ENTRIES PROVIDED:
════

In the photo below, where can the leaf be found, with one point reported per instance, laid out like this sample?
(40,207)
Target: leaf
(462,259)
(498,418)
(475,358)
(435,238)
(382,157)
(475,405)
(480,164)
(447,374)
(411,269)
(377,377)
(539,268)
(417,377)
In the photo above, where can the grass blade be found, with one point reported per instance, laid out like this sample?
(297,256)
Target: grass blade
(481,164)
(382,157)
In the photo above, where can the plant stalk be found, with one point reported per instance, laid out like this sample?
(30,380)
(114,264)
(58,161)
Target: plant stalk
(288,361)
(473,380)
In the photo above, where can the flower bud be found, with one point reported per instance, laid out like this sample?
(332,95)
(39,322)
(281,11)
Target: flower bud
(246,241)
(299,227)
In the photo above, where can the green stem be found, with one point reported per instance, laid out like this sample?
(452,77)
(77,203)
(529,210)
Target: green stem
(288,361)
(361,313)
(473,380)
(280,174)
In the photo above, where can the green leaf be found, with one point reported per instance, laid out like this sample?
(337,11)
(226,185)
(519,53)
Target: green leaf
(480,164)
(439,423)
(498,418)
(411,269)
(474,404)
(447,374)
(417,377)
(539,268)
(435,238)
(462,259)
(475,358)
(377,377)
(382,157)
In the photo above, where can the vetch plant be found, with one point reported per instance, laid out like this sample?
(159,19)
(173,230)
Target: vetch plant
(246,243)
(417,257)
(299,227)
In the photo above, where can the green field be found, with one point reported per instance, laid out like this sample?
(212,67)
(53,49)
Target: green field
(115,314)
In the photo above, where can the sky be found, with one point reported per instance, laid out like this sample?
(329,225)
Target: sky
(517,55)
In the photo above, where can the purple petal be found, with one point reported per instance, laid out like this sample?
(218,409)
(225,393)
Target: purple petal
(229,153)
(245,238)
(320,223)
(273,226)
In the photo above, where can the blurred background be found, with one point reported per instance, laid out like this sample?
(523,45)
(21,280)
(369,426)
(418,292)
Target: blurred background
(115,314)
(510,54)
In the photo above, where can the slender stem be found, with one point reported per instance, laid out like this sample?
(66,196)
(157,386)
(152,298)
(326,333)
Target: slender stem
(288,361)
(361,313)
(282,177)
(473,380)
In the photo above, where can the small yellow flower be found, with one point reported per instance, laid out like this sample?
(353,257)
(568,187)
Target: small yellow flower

════

WORK INSTRUCTIONS: Repeat the line containing "In the photo above, where can the purple" and all subsequent lines through the final line of the data, exactly and with no others.

RESULT OF THE EXERCISE:
In the photo above, where can the purple petal be found, with one point reported per instance, laid out like this sample?
(218,409)
(225,393)
Target: purple petal
(229,153)
(245,238)
(320,223)
(273,226)
In the photo above, where can the blurred background be found, with one point reported per instance, laid out like this sample?
(523,45)
(21,280)
(369,426)
(418,292)
Target: blurred background
(115,314)
(510,54)
In the photo above, where can the slender stem be found, with one point reported per instance, laid out like this sample?
(66,196)
(157,386)
(152,298)
(326,333)
Target: slender stem
(288,361)
(361,313)
(282,177)
(473,380)
In the photo above, where can the small yellow flower be found, with one point reported per instance, laid out like this sample?
(353,257)
(568,187)
Target: small yellow flower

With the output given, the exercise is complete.